Material for the task:

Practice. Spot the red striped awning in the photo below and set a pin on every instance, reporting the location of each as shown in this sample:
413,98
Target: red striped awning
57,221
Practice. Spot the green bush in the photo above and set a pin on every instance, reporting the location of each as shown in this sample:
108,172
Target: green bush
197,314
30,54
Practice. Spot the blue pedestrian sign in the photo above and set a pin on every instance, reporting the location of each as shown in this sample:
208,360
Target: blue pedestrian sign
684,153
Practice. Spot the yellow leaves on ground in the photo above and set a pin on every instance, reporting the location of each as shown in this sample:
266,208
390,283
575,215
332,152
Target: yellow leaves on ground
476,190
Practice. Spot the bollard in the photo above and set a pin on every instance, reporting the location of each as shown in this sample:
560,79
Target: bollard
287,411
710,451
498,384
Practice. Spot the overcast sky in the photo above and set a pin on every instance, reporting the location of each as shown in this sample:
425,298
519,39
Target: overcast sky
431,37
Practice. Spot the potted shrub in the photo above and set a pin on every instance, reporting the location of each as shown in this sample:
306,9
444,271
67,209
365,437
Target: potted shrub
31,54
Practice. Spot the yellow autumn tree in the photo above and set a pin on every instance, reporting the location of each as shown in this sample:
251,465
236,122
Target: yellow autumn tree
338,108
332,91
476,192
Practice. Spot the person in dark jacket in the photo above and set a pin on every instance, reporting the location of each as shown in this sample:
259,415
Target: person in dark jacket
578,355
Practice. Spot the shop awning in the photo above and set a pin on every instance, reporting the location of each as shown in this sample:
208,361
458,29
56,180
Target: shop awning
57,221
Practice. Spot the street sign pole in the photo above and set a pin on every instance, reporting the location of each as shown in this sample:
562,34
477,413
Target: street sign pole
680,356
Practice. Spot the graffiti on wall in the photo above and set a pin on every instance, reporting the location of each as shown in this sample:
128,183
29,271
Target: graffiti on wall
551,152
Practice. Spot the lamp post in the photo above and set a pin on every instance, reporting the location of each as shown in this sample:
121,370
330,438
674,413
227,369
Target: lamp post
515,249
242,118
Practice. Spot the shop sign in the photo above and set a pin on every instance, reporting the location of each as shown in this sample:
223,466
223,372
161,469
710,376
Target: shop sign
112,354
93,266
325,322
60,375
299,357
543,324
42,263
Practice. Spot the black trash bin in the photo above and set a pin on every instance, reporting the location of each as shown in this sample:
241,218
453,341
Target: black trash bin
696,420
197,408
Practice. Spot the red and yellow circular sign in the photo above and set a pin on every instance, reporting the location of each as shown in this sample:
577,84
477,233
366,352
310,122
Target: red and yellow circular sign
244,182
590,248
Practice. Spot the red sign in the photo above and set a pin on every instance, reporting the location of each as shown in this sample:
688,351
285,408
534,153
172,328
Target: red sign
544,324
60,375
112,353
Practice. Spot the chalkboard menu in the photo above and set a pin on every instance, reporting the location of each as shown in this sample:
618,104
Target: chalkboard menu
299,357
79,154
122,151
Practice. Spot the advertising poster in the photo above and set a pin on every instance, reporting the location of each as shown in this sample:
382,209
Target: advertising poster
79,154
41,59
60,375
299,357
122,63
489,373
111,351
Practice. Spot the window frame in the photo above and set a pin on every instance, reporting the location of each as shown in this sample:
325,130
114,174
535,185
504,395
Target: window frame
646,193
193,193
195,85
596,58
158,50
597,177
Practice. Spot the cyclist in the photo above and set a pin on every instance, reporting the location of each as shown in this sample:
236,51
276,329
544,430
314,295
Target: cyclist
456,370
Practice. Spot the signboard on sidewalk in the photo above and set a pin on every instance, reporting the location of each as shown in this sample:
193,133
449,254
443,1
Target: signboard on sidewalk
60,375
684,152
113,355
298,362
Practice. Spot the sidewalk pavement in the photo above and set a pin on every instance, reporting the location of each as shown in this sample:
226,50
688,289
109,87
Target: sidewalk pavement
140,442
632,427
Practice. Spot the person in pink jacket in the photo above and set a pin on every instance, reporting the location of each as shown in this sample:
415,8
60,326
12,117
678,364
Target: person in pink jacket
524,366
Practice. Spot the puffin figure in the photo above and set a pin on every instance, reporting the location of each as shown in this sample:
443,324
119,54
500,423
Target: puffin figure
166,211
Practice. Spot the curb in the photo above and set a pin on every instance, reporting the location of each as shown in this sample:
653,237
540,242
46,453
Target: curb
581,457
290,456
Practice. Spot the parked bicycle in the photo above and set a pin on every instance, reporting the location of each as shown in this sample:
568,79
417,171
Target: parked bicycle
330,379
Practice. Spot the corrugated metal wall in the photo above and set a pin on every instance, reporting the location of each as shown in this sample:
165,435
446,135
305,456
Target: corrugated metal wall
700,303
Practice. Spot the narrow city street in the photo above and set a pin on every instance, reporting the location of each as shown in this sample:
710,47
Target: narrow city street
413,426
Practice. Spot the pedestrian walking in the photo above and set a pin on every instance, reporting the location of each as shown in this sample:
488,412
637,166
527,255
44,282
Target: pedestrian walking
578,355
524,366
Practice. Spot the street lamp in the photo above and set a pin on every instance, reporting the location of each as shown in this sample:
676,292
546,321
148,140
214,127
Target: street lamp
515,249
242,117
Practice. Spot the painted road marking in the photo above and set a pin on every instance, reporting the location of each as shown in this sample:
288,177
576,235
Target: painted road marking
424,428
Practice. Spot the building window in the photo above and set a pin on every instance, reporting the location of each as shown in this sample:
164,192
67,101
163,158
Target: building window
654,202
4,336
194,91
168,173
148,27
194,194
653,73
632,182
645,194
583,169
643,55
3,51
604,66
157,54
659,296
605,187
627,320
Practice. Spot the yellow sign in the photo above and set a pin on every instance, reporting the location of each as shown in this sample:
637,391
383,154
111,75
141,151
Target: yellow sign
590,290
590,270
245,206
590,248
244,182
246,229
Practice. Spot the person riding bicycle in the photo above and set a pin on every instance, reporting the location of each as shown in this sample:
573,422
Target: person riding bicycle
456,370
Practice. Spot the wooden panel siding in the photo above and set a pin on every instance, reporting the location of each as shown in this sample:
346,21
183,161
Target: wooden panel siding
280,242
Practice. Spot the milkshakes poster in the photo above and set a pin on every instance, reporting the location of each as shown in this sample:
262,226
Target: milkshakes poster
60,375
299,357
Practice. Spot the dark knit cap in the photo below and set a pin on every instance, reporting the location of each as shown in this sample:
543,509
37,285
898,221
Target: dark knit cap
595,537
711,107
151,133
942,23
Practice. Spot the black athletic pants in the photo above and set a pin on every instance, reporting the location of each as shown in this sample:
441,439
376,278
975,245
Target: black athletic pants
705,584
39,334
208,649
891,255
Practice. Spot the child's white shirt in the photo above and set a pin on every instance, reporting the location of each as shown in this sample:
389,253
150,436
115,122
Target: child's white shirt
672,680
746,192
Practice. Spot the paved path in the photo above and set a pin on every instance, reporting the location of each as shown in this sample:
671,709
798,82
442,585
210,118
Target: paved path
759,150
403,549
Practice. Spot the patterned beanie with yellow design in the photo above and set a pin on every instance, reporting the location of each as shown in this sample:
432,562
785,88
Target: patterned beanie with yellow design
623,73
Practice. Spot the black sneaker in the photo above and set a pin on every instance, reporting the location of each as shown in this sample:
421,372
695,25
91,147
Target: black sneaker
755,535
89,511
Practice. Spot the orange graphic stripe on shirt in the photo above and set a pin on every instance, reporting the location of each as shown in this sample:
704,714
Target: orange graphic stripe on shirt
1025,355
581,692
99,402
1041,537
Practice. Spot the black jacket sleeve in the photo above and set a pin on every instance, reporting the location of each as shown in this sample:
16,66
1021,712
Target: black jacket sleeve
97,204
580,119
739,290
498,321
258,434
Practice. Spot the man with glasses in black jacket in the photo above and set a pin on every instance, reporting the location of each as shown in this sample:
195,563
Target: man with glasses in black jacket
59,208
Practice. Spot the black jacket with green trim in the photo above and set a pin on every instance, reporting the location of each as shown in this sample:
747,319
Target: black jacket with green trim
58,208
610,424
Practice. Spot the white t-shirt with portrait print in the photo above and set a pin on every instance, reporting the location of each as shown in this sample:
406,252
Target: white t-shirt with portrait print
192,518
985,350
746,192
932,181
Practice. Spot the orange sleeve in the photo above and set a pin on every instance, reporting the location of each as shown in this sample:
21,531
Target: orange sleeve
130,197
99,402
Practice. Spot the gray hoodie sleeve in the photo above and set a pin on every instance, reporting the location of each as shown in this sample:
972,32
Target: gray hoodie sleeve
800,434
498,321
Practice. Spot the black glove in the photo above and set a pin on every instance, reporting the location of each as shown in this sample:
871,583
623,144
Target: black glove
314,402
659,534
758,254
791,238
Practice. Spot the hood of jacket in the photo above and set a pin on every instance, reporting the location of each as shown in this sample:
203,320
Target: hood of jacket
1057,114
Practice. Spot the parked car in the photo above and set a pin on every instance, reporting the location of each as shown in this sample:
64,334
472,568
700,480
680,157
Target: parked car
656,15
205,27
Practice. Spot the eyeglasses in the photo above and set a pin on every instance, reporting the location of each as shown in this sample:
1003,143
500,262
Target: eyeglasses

Task directions: Keep only the lines from the one containing "Practice. Spot the black glove" to the end of the entries, and repeat them exactly.

In response:
Practice. Spot the black glove in the photo above and set a pin on every instance, reporting the location of each as shown in this sample:
871,583
623,144
Target: black glove
314,402
659,534
758,254
791,238
Practice. Spot the hood of jacket in the photo above and set a pin on every instance, reporting the location of each as shown in this sample:
203,320
Target: hood of jacket
1057,114
Practice. Spot the parked car in the photo above and set a pin on every instance, reporting the location of each as shown in this sample:
64,334
472,568
700,480
680,157
Target: parked car
656,15
205,27
Practice. Spot the eyeglasses in the photo above and set a pin on every instance, reporting the location of each as shown in this sample:
1003,143
500,262
Target: eyeglasses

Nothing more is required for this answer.